**SOURCE TEXT:**
## begin

In addition to talking about the murder investigation itself, Metro homicide detective Phil Ramos told jurors that when he told Rudin the remains found at Nelson's Landing were her husband's, she dug her fist into her eye as though to make herself cry.

Carol Kawazoe told jurors that Rudin showed up at her tax business at around 2:20 a.m. Dec. 19 and asked her if she wanted a cup of coffee from 7-Eleven.

Kawazoe, whose business is within walking distance of Ronald Rudin's real estate office and home, had never met Rudin before. Kawazoe said Rudin made a point of telling her that she had been working all night at her antique store, which was in the same shopping center.

Kawazoe testified she hadn't seen the antique store's lights on at all that night.

Peter Price, a scuba instructor, told jurors he found what turned out to be the murder weapon near Pyramid Island on Lake Mead in July 1996.

The jurors also learned from two of Ronald Rudin's ex-wives that he liked to lie on the left side of the bed while sleeping on his right side -- which corroborates the testimony of experts who said the bullets entered the left side of his skull.

## end

**INSTRUCTIONS:**
[a] Repeat word for word the part of the trial report that opens with the words containing "Carol Kawazoe told" and closes with "same shopping center.".
[b] Name every witness in the trial report who is identified by full name and shown speaking to the jurors.
[c] Pick up the trial report after its final sentence and write what comes next.

**LISTING:**
## begin

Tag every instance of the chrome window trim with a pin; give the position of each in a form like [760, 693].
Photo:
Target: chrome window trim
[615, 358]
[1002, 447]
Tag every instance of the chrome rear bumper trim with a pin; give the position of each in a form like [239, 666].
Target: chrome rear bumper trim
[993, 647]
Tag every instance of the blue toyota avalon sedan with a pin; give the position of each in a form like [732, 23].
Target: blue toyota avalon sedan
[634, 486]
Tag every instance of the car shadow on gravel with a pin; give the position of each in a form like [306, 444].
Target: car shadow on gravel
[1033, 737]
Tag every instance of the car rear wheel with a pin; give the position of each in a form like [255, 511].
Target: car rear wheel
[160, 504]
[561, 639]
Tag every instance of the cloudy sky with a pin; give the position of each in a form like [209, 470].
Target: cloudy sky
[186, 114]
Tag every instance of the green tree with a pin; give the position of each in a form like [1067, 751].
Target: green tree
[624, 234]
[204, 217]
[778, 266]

## end

**WRITTEN ANSWERS:**
[a]
Carol Kawazoe told jurors that Rudin showed up at her tax business at around 2:20 a.m. Dec. 19 and asked her if she wanted a cup of coffee from 7-Eleven.

Kawazoe, whose business is within walking distance of Ronald Rudin's real estate office and home, had never met Rudin before. Kawazoe said Rudin made a point of telling her that she had been working all night at her antique store, which was in the same shopping center.

[b] Phil Ramos, Carol Kawazoe, Peter Price

[c]
Rudin's alleged accomplice, Yehuda Sharon, also took the stand.

Sharon, who has immunity from prosecution, told jurors he rented a van the weekend Ronald Rudin disappeared. He testified he needed it to pick up holy oil bottles from California; prosecutors believe it was used to carry the trunk with Ronald Rudin's remains to Nelson's Landing.

The prosecutors attempted to prove Sharon forged a Barstow, Calif., gas receipt to help corroborate his story. The gas prices and other details on the receipt matched those found on 1996 receipts, not those on 1994 receipts.